* WORK REQUEST *
Please give the data again exactly, with no line dropped.
-------- THE DATA
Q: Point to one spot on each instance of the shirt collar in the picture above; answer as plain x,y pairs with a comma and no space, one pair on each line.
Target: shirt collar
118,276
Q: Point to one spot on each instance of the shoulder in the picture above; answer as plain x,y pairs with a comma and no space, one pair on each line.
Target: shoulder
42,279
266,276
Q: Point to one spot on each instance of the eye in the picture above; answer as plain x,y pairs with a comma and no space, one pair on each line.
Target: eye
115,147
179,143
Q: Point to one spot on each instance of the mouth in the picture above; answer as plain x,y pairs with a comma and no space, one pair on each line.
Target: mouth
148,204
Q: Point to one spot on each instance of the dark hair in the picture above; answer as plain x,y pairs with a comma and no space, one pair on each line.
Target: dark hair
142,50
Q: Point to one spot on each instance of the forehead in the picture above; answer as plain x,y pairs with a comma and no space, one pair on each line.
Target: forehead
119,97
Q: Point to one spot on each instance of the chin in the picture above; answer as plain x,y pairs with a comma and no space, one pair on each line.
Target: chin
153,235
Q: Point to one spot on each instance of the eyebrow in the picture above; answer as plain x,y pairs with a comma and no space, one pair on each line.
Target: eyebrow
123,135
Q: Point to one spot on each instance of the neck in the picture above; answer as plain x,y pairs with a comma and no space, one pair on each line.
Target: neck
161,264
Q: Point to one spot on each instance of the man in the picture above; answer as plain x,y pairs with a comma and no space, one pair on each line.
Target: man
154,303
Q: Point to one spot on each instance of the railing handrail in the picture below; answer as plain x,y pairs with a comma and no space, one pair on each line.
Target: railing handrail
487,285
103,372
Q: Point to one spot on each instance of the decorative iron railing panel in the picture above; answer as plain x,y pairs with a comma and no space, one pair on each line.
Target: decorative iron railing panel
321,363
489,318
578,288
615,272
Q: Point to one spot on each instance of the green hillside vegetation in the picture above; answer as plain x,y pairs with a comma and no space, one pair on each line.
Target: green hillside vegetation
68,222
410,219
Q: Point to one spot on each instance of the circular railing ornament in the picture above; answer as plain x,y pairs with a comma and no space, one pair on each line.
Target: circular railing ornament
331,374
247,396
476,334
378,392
----------------
* SOLUTION FOR THIS PROBLEM *
Q: Point to one spot on each instance of the shirt collar in the picture above; answer as plain x,y pairs with a comma and no space, one pair on each line.
Target: shirt collar
118,276
Q: Point to one spot on each instance of the shoulder in the picture above; answer as plain x,y pairs with a comma and no space, one pair on each line.
Target: shoulder
42,279
266,276
Q: Point to one spot on each instance of the eye in the picture above; answer as plain x,y pairs with a comma and no space, one pair on each line.
Target: eye
115,147
179,143
Q: Point to one spot on each instance of the mouth in the picture above; answer as plain x,y pairs with a comma and no space, one pair on each line.
Target: mouth
148,204
Q: Point to one spot on each instance of the dark hair in the picture above; answer as plain x,y pairs with a comma and no space, one pair on each line.
Target: dark hair
142,50
Q: Point to one spot on each instance of the forehead in the picture above; answer as plain x,y pairs with a comma and no space, one pair on each line.
Target: forehead
119,97
Q: Point to one spot on each instance of the chin in the picture above; answer as plain x,y pairs with a comma and no space, one pair on each line.
Target: chin
153,235
Q: Point to one spot on each instance of the eyebrow in the picture above; answer as plain x,y pairs with a comma and no space, one pair on each line.
Target: eyebrow
123,135
Q: Point to one spot on each instance of the neck in the picture above; answer as plain x,y pairs with a comma and no space, one pair on each line.
Target: neck
161,264
Q: Point to one spot on each instance of the man in the picture above; answer as plain x,y pairs with a comma and no space, one pair on each line.
Target: man
154,303
Q: Point to one spot on each instance of the railing handrail in the picture below; answer as plain x,y pairs with a comma and no space, one pair on each line.
Target: railing handrail
487,285
103,372
Q: Point to one spot on each instance of the decorative iron railing panel in the picture above; answer as plain x,y pairs with a comma and no space, one pair on each line.
Target: decorative iron railing panel
321,363
489,318
578,288
615,272
Q: Point to one spot on each instance of the green hillside vegetation in the picture above; answer as plain x,y pairs with a comma and no space, one pair on each line.
Target: green hillside vegetation
68,222
410,219
Q: Point to one spot on each instance of the circular railing ornament in the picture above; answer as plain x,y pairs with a comma and no space, one pair on each line.
Target: circular railing ornament
331,374
247,396
476,334
378,392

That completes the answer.